Actions to take:
1 – According to the GHC DevOps mailing list message, what kind of solution did the Rust infrastructure authors switch to?
2 – List every email address shown in the headers of the GHC DevOps mailing list message.
3 – Pick up the GHC DevOps mailing list message from the point where it stops and keep writing.

Text block:

--- START ---

[GHC DevOps Group] Fwd: DevOps: Next steps

Tue Oct 10 06:55:22 UTC 2017

[RESENT MESSAGE — see https://mail.haskell.org/pipermail/ghc-devops-group/2017-October/000004.html]
[Includes messages from Ben and me to which it responds.]

> From: "Boespflug, Mathieu" <m at tweag.io>
> Subject: Aw: [GHC DevOps Group] DevOps: Next steps
> Date: 5. Oktober 2017 um 09:29:10 GMT+11
> To: Ben Gamari <ben at well-typed.com>
> Cc: Jonas Pfenniger Chevalier <jonas.chevalier at tweag.io>, ghc-devops-group at haskell.org
> 
> Hi Ben,
> 
> many thanks for your detailed and thoughtful reply. I won't myself
> address your points one by one (I expect Manuel will jump in), but I
> do want to ground the discussion with the following remarks:
> 
> * What are the requirements that the current Jenkins effort building
> towards? I seem to remember some page on the GHC wiki stating these
> and then comparing various alternatives, but I can't find it now, so
> maybe I dreamed it. The blog post [1] mentions alternatives but
> doesn't evaluate them, nor does it state the requirements.
> * A key requirement I think is not just that this kind of
> infrastructure should not take time to setup given scarce development
> resources, but more importantly that none of the maintenance be
> bottlenecked on a single person managing a custom fleet of machines
> whose state cannot be reproduced.
> * Better yet if anyone that forks GHC (with a single click on GitHub)
> gets a local copy of the CI by the same token, which can then be
> modified at will.
> * If we can get very quick wins today for at least 3 of the 4 "Tier 1"
> platforms, that's already a step forward and we can work on the rest
> later, just like Rust has (see below).
> 
> I'll copy here an experience report [2] from the Rust infra authors
> from before they switched to a Travis CI backed solution:
> 
>> * Our buildbot-based CI / release infrastructure cannot be maintained
>> by community members, is generally bottlenecked on Alex and myself.

--- END ---

Records from a data collection:

--- START ---

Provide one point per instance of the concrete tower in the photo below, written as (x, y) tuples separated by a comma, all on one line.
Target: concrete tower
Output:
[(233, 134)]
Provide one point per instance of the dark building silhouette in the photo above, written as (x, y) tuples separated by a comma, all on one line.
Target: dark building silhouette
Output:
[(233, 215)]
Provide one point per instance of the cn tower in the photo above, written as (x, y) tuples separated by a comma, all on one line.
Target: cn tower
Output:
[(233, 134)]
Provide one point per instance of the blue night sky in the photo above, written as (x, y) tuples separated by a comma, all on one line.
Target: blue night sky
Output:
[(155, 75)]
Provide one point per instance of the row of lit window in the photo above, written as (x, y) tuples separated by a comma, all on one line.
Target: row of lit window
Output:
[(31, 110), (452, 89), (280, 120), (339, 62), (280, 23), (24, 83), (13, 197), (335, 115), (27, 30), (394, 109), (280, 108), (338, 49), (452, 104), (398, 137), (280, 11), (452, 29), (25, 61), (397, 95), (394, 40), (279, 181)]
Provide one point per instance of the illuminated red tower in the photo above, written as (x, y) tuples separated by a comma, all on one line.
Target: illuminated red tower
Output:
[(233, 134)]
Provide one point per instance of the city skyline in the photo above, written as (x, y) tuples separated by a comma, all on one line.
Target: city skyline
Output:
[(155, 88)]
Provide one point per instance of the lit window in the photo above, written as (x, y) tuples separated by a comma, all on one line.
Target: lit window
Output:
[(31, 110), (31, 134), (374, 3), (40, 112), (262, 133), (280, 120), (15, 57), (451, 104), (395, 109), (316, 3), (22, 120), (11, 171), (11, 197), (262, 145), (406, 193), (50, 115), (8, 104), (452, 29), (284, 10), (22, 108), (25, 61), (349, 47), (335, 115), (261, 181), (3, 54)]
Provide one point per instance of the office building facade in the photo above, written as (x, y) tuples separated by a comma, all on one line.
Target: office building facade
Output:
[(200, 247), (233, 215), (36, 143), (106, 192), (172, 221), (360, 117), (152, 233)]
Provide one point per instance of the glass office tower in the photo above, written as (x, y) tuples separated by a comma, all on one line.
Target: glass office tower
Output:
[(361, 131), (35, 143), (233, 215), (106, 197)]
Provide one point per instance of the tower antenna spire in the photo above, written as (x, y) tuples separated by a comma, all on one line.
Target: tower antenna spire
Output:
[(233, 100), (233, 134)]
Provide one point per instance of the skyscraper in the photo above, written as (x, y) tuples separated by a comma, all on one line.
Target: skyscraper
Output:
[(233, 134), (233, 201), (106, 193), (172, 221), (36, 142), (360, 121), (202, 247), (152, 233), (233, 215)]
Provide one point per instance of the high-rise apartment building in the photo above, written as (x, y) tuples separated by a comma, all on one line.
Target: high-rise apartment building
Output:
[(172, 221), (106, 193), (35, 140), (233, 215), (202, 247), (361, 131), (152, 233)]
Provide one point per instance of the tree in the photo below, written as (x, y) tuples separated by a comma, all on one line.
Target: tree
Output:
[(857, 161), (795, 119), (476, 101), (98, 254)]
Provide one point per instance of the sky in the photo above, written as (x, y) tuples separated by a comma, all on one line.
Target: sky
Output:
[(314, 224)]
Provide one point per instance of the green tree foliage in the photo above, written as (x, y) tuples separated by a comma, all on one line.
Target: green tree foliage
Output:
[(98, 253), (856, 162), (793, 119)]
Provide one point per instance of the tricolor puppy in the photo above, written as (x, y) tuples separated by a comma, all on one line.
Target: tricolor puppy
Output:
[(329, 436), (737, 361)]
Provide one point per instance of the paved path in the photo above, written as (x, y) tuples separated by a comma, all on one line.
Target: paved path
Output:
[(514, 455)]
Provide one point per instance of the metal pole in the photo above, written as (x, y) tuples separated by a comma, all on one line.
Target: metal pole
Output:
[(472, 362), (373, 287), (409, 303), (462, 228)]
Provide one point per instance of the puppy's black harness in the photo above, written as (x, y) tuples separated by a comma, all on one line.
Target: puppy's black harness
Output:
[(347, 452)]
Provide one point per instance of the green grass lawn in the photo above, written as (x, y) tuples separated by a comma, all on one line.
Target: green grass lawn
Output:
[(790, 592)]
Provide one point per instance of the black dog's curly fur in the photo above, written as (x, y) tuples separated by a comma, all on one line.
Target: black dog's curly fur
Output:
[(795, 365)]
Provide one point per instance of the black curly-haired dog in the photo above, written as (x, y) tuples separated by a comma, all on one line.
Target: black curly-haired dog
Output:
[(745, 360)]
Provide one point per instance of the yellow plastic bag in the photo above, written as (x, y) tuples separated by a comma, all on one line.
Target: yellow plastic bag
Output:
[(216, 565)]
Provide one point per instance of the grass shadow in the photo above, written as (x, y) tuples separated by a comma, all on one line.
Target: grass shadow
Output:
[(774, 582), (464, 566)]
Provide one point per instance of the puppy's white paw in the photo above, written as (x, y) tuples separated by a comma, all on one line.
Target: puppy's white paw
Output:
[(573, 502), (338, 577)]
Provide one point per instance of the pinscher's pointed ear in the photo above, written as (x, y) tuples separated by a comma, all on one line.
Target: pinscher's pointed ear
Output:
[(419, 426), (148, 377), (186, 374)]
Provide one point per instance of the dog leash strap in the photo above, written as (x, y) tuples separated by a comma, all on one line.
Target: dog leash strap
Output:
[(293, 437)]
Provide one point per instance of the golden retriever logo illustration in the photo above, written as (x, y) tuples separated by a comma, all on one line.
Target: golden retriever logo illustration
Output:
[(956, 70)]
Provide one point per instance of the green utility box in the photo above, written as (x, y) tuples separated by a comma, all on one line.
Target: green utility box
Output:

--- END ---

Answers to the tasks:
1 – A Travis CI backed solution.

2 – m at tweag.io, ben at well-typed.com, jonas.chevalier at tweag.io, ghc-devops-group at haskell.org

3 –
> 
> Sounds like this applies equally to the current Harbourmaster setup.
> Perhaps to the Jenkins based one also?
> 
>> * Our buildbot configuration has reliability issues, particularly around
>> managing dynamic EC2 instances.
> 
> Sounds familiar. Is any OS X automated testing happening at this
> point? I heard some time befor ICFP that one or both of the OS X build
> bots had fallen off the edge of the Internet.
> 
>> * Our nightly builds sometimes fail for reasons not caught during CI and
>> are down for multiple days.
> 
> This matches my experience when adding CircleCI support: the tip of
> the master branch at the time had failing tests.
> 
>> * Packaging Rust for distribution is overly complex, involving
>> many systems and source repositories.
> 
> Yup. But admittedly this is an orthogonal issue.
> 
>> * The beta and stable branches do not run the test suite today.
>> With the volume of beta backports each release receives this is
>> a freightening situation.
> 
> I assume this is not the case for us. But it's unclear where I'd look
> to find a declarative description of what's going on for each branch?
> Can each branch define their own way to perform CI?
> 
>> * As certain core Rust tools mature we want to deliver them as part of
>> the Rust distribution, and this is difficult to do within the
>> current infrastructure / build system design. Distributing
>> additional tools with Rust is particularly crucial for those
>> intimately tied to compiler internals, like the RLS and clippy.
> 
> Also a familiar situation, though again an orthogonal issue.
> 
> So it sounds like at this cross road we've been seeing a lot of the
> same things the Rust team has experienced. The jurisprudence they've
> established here is pretty strong. If we want to address the very same
> problems then we need:
> 
> 1. Reproducible cloud instances that are created/destroyed on-demand,
> and whose state doesn't drift over time. That way, no problems with
> build bots that eventually disappear.
> 2. A declarative description of the *entire infrastructure and test
> environment*, for each target platform, so that it can be replicated
> by anyone who wants to so, in a single command. That way we're not
> blocked on any single person to make changes to it.
> 
> I believe reusing existing managed CI solutions. But let's discuss.
> Just know that we'd be happy to contribute towards any paid
> subscription necessary. So that shouldn't be a barrier.
> 
> Best,
> 
> Mathieu
> 
> [1] https://ghc.haskell.org/trac/ghc/blog/jenkins-ci
> [2] https://internals.rust-lang.org/t/rust-ci-release-infrastructure-changes/4489
> --
> Mathieu Boespflug
> Founder at http://tweag.io.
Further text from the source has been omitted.